▶ Set exercise
Set down exactly the lines from the one containing "written like (197,157)." through the last line of the records below, both included, and nothing else.

▶ Records supplied
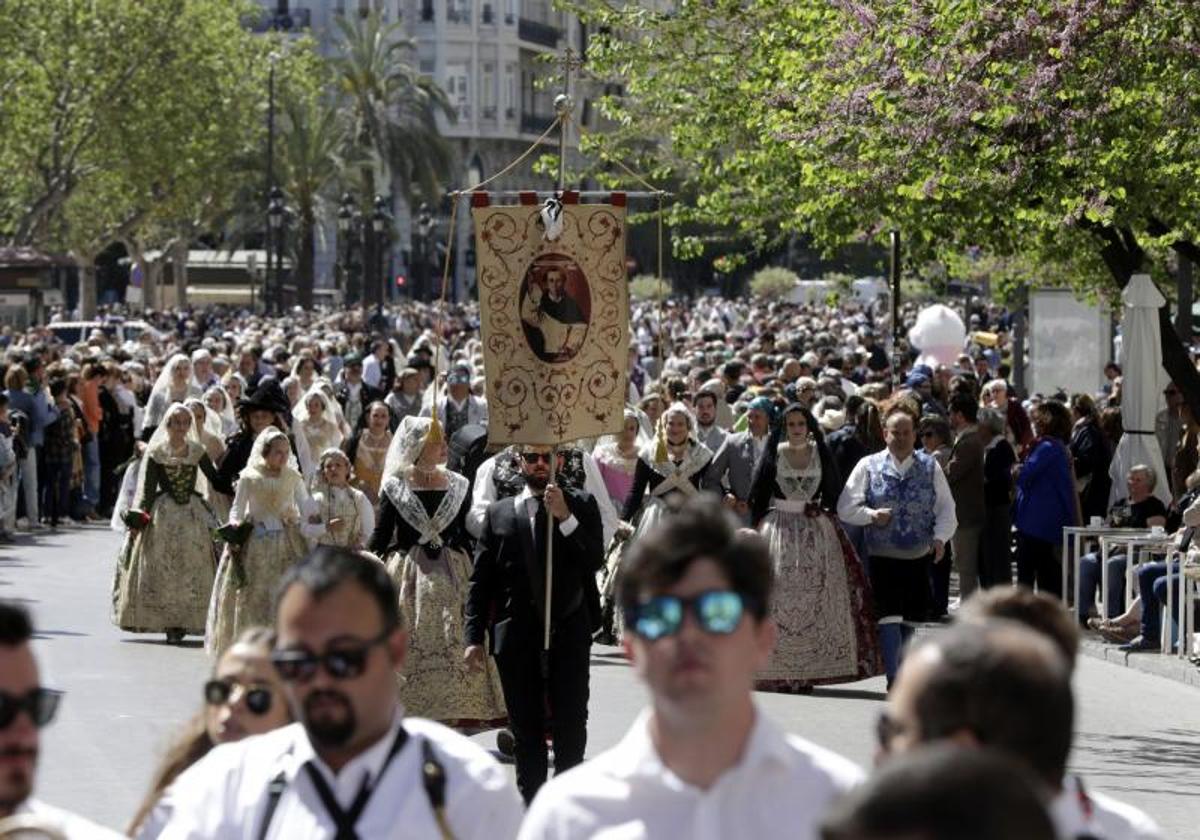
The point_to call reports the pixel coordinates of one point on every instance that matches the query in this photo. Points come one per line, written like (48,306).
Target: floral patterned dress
(165,575)
(821,599)
(423,540)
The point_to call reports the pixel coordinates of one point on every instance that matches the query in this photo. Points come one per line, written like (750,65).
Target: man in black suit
(508,599)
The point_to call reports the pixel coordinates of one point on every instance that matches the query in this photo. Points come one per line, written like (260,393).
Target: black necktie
(345,821)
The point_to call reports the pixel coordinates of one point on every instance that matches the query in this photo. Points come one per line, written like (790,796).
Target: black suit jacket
(508,585)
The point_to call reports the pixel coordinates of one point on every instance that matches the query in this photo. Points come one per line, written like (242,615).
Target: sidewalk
(1159,665)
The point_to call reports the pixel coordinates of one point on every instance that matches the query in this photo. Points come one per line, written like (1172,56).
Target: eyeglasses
(886,730)
(41,705)
(717,611)
(221,693)
(348,663)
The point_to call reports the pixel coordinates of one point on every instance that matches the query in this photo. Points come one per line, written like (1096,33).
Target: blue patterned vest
(911,498)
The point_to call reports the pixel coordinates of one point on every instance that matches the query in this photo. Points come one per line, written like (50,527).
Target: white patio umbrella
(1141,388)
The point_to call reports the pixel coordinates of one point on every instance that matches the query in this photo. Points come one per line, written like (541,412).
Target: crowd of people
(783,507)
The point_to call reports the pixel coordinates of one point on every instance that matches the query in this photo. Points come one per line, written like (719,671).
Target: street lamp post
(275,211)
(424,229)
(379,220)
(345,226)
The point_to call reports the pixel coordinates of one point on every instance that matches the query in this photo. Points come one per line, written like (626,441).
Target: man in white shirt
(903,499)
(353,766)
(1002,685)
(25,707)
(703,762)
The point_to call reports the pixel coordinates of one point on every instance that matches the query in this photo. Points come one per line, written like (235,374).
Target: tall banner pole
(563,108)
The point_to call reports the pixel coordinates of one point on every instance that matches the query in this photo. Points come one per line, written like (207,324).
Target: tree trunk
(306,259)
(179,271)
(1125,258)
(1183,298)
(87,287)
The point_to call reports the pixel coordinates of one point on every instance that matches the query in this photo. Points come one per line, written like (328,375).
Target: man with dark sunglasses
(703,760)
(25,707)
(508,603)
(353,767)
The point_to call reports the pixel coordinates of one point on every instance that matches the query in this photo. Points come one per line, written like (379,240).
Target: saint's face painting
(556,307)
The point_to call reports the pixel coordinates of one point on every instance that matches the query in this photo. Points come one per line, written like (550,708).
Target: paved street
(1139,736)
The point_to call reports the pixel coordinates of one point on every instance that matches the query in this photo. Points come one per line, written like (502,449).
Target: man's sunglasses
(717,611)
(346,663)
(221,691)
(41,706)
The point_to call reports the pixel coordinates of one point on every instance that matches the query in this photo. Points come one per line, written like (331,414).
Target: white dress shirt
(1092,814)
(69,825)
(852,503)
(483,493)
(223,796)
(780,789)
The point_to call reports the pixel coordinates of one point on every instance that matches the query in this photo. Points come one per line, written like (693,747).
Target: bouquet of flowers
(136,520)
(234,534)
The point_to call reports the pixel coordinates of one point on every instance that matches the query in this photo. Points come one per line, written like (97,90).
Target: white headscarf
(406,448)
(226,417)
(271,493)
(159,449)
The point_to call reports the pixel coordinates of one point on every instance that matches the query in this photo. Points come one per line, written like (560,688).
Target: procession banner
(553,318)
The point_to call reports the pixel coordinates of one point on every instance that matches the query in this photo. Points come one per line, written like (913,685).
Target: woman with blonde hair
(244,697)
(165,573)
(423,538)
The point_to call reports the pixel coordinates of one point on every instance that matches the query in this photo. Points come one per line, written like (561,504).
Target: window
(487,89)
(510,91)
(457,90)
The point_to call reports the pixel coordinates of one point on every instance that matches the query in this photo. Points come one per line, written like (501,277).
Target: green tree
(1051,131)
(390,111)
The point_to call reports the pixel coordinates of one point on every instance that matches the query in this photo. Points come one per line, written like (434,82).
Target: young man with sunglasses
(353,767)
(25,707)
(703,761)
(508,603)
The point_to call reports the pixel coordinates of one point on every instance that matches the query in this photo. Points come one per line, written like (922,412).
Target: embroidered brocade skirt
(165,573)
(265,556)
(821,604)
(436,683)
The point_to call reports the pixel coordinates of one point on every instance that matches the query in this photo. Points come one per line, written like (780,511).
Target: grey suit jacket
(733,466)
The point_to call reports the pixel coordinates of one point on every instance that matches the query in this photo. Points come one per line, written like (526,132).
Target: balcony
(534,124)
(534,31)
(269,21)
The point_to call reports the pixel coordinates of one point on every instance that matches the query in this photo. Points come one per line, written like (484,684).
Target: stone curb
(1159,665)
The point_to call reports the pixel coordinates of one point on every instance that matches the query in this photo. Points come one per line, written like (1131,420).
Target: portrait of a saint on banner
(553,321)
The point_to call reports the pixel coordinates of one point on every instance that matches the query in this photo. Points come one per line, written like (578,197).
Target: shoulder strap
(433,779)
(274,791)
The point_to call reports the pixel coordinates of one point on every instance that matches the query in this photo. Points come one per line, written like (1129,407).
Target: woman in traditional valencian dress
(423,538)
(165,574)
(174,384)
(316,430)
(369,448)
(273,499)
(617,460)
(208,427)
(670,469)
(821,599)
(343,510)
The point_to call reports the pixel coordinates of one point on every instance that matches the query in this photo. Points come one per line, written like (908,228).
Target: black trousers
(1038,563)
(564,697)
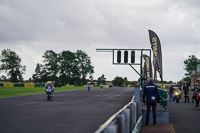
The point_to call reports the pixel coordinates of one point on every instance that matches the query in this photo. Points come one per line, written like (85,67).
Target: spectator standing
(171,93)
(186,91)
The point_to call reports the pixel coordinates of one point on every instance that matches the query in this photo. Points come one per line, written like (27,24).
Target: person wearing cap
(152,97)
(171,93)
(196,92)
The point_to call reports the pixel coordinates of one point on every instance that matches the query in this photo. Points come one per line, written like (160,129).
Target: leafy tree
(191,64)
(101,79)
(11,64)
(40,74)
(118,81)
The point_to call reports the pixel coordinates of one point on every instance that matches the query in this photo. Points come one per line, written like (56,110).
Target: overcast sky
(30,27)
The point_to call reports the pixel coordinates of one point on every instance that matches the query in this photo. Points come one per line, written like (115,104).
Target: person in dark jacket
(186,91)
(171,93)
(152,98)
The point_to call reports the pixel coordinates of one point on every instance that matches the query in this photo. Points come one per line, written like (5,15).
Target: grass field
(18,91)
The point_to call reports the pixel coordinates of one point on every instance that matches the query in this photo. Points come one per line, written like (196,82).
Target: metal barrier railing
(126,120)
(163,98)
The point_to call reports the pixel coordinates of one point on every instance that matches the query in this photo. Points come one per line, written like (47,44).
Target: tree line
(66,67)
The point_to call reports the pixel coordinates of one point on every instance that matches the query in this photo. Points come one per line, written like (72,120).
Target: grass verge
(18,91)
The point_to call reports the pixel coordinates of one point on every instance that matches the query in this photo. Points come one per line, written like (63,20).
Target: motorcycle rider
(89,86)
(101,86)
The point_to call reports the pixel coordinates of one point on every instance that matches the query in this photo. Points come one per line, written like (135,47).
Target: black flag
(147,67)
(157,54)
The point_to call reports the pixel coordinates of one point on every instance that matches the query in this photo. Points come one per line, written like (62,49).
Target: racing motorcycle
(177,95)
(49,93)
(101,86)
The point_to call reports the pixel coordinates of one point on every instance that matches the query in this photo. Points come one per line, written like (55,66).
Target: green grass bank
(18,91)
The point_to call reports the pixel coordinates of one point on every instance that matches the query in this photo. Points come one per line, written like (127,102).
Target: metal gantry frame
(130,64)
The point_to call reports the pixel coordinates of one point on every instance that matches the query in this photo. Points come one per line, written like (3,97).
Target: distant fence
(21,85)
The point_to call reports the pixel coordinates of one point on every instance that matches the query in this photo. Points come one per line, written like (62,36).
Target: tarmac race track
(69,112)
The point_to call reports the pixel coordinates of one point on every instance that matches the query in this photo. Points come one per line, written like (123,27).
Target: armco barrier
(126,120)
(29,84)
(8,84)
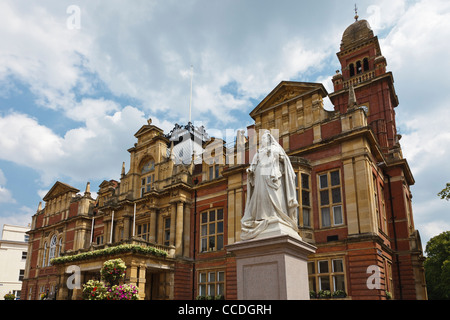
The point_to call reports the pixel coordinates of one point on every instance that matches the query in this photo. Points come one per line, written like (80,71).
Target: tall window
(59,247)
(330,199)
(143,231)
(211,283)
(303,186)
(352,70)
(211,234)
(147,177)
(213,171)
(52,251)
(166,231)
(44,258)
(326,274)
(358,67)
(366,64)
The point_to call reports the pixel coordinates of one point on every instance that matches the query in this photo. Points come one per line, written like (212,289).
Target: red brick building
(184,195)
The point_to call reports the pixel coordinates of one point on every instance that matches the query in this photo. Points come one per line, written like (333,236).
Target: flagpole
(134,219)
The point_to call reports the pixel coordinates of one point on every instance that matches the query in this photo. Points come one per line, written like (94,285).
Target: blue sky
(71,99)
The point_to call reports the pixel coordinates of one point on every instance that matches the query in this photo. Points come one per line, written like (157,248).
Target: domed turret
(358,31)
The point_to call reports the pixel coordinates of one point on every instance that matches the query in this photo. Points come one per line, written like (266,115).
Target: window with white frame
(52,250)
(211,283)
(44,255)
(303,186)
(211,230)
(213,171)
(143,231)
(330,199)
(147,177)
(327,274)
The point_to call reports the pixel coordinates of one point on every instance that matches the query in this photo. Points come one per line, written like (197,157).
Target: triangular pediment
(286,91)
(148,128)
(58,189)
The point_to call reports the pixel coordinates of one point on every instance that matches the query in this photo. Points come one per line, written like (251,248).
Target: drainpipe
(395,238)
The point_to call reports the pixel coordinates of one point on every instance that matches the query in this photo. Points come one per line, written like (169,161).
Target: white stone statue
(271,206)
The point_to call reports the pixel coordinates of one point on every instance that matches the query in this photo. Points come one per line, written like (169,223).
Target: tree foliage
(437,267)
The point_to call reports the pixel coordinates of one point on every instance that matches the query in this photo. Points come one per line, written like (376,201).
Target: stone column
(179,230)
(173,213)
(186,230)
(160,235)
(272,268)
(152,237)
(141,282)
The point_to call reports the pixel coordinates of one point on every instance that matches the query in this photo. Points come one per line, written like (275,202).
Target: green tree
(437,267)
(445,193)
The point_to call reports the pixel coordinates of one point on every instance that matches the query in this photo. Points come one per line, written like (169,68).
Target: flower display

▶ Reply to the task
The point_to call reports the pixel coordinates of one point on every instance that matches the query in this photo. Points come one per line, written like (197,157).
Target: triangular pediment
(286,91)
(148,128)
(58,189)
The point_to call reports the pixel coordinates of one point on every instance that matches the query in this photo. Points come one per line, written like (251,248).
Target: drainpipe
(395,238)
The point_to call reports the pixel coordinates of one point on every instance that matches the query in this photo. Points come one per line, written like (169,161).
Target: white stone statue
(271,206)
The point_to call reports the pixel coordinates of one point on every instance that matches the query in this photo. Points come one per line, written like (169,223).
Target: tree foliage
(437,267)
The point_to call reports the pixel coordinates of one point on every instance that matches the query in this photo. Points come one per line, written like (376,201).
Target: stone column
(179,230)
(173,213)
(186,230)
(160,235)
(272,268)
(152,237)
(141,282)
The point_to call reports the pixel coordinates of one point on every instance that matches the query in this photo. Points come one per line, written like (275,202).
Target: green tree
(437,267)
(445,193)
The point_to call reports the pixel coordinates of one point on every instance that matches the query in this photo. Points come one per line, written like (169,68).
Target: flower display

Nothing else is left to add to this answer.